Reproduce the passage of the forum thread on compiling with more CPUs from "## T-Daemon (Dec" to "to 4 processors?", word for word.

*** Opening of Document excerpt ***

# compile with more cpus



## nedry (Dec 8, 2019)

Hi i would like to modify my /etc/make.conf to use 4 out of the 8 cpus i have for compiling all my ports, could anyone help with the code needed?
thanks
nedry


----------



## Phishfry (Dec 8, 2019)

Like tingo mentions many builds need to go in a certain order








						using "make -jx"  with ports
					

I have a quad-core system so I've tried using "make -j5 install distclean" with a few ports but most of them fail to compile that way.  They compile fine with just "make install distclean".  Is there a reason for this?    Thanks! :D  J.




					forums.freebsd.org


----------



## T-Daemon (Dec 8, 2019)

nedry said:


> Hi i would like to modify my /etc/make.conf to use 4 out of the 8 cpus i have for compiling all my ports


I can't tell if a make.conf setting is possible, but you can assigne processor sets to processes (commands) with cpuset(1), ex: `cpuset -c -l 0-3 /usr/bin/make`. You can set the command as an alias for make for example.

Out of curiosity, why do you want to limit the build process to 4 processors?


----------



## aht0 (Dec 8, 2019)

Maybe to avoid overheating?


----------



## ralphbsz (Dec 8, 2019)

Compiling with more CPUs is in general a good idea, because you get parallelism.

*** Close of Document excerpt ***
*** Opening of Dataset excerpts ***

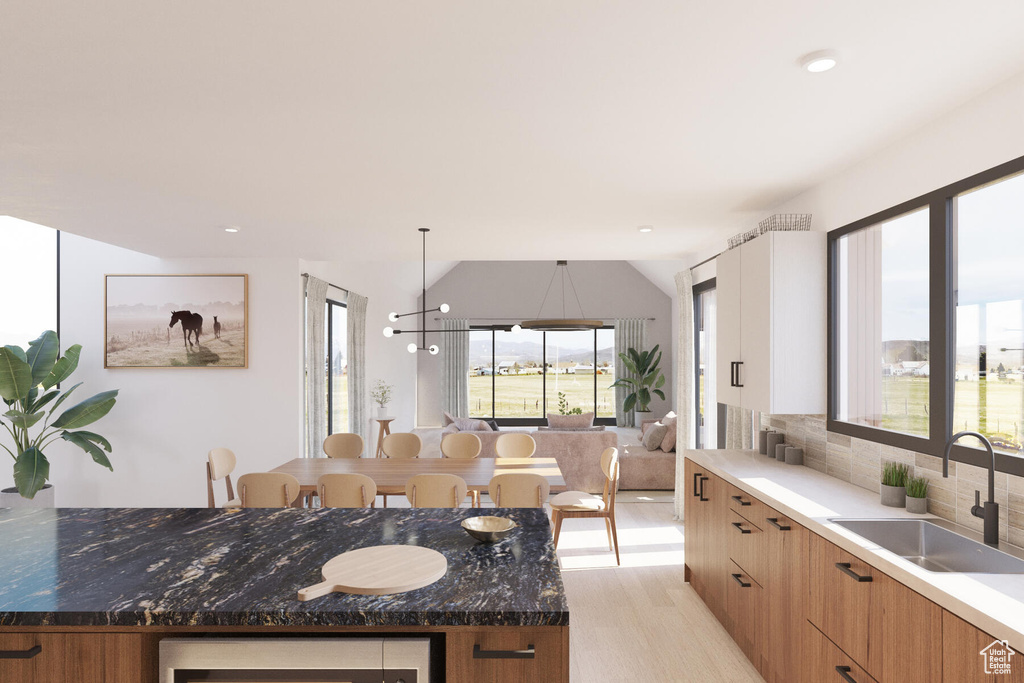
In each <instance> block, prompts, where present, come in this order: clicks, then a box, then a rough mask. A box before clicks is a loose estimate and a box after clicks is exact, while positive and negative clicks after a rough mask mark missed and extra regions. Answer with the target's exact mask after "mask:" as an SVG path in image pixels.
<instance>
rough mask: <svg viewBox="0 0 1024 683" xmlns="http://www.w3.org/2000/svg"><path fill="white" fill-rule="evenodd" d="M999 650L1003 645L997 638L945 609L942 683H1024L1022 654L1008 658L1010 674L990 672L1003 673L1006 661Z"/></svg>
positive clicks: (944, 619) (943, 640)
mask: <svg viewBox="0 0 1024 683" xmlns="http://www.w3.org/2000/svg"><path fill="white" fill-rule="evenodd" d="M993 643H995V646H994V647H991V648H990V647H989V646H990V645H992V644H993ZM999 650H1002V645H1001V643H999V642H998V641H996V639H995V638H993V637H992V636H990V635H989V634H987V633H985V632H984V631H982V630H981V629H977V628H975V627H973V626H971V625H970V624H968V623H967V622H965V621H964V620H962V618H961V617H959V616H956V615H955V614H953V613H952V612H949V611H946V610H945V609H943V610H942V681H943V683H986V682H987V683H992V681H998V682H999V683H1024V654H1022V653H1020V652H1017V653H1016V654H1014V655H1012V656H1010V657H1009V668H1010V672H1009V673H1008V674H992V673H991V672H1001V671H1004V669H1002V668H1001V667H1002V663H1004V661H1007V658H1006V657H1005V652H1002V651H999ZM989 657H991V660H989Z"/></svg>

*** Close of Dataset excerpts ***

= Reply to the exercise =
## T-Daemon (Dec 8, 2019)

nedry said:


> Hi i would like to modify my /etc/make.conf to use 4 out of the 8 cpus i have for compiling all my ports


I can't tell if a make.conf setting is possible, but you can assigne processor sets to processes (commands) with cpuset(1), ex: `cpuset -c -l 0-3 /usr/bin/make`. You can set the command as an alias for make for example.

Out of curiosity, why do you want to limit the build process to 4 processors?